■ PROVIDED RECORDS ■
=======

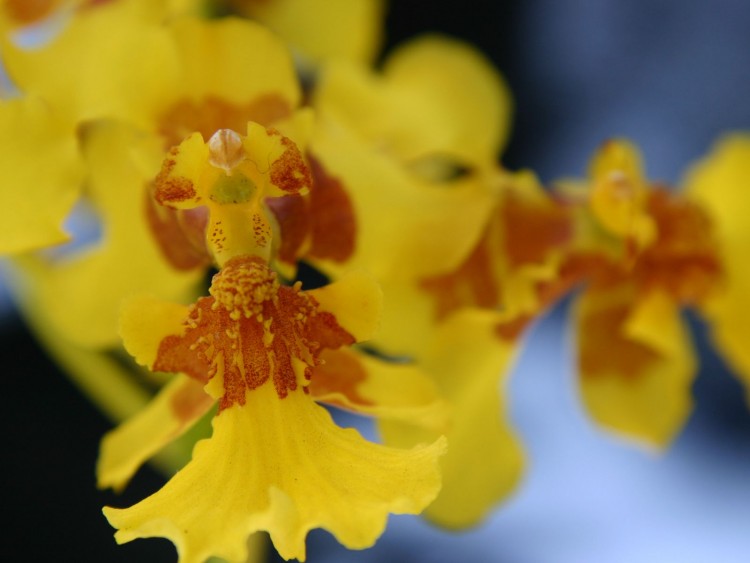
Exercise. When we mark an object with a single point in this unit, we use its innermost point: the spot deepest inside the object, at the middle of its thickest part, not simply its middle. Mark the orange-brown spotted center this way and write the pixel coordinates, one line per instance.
(525, 232)
(251, 330)
(339, 373)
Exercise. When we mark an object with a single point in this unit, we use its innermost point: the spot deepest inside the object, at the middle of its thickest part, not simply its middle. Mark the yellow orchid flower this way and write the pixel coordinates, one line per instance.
(415, 149)
(276, 461)
(320, 30)
(645, 253)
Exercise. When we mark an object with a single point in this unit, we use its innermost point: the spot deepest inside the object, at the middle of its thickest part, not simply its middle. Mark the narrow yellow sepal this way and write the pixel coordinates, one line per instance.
(282, 466)
(145, 321)
(176, 407)
(485, 460)
(636, 376)
(720, 183)
(42, 175)
(356, 300)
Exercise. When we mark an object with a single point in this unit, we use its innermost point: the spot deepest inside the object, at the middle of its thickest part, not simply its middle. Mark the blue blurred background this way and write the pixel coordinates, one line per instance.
(670, 74)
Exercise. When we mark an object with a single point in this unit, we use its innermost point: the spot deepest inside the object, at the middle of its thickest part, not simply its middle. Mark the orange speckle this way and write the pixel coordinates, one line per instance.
(179, 234)
(289, 172)
(27, 12)
(683, 260)
(251, 330)
(293, 219)
(334, 225)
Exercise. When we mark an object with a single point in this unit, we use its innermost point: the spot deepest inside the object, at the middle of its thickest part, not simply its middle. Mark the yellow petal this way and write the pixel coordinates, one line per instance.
(720, 184)
(484, 462)
(112, 61)
(391, 238)
(356, 300)
(171, 413)
(371, 386)
(284, 467)
(464, 101)
(42, 174)
(323, 29)
(81, 293)
(636, 362)
(235, 60)
(619, 191)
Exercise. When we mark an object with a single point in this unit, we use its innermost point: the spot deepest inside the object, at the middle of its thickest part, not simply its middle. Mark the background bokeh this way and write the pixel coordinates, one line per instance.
(670, 74)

=======

■ INSTRUCTIONS FOR THE TASK ■
Your output should be the lines from the one with "Mark the blue" through the end of the records above, copied exactly.

■ OUTPUT BELOW ■
Exercise. When we mark an object with a single point in this unit, we use its innermost point: the spot deepest inside the object, at the middle of its thickest part, not simply its middle. Mark the blue blurred background this way and write the pixel coordinates, one line per instance.
(670, 74)
Exercise. When we mark an object with a single point in this unit, we use its innermost point: the spot deepest inside the object, at the middle of its thickest part, not simply its middle. Mark the orange speckle this way and write the pixel coordinates, one line per instance.
(179, 234)
(289, 172)
(27, 12)
(683, 260)
(251, 330)
(293, 219)
(334, 225)
Exercise. When we mark an object with a single point in this unit, we use its innermost point: the spot deepest inside the object, at the middle of its thickest part, not simply its middle. Mark the yellow petal this way and write the pixel coordinates, one line per instance.
(720, 184)
(484, 462)
(112, 61)
(391, 238)
(356, 300)
(171, 413)
(371, 386)
(284, 467)
(464, 101)
(42, 174)
(323, 29)
(81, 293)
(636, 362)
(235, 60)
(619, 191)
Exercise. When we mark an object with a single point in this unit, we use its innermost point: the spot deepest inside the object, at the middle of its thickest part, not simply its middle. Mark the background bokeh this way and write the pixel coordinates, one line per instance.
(670, 74)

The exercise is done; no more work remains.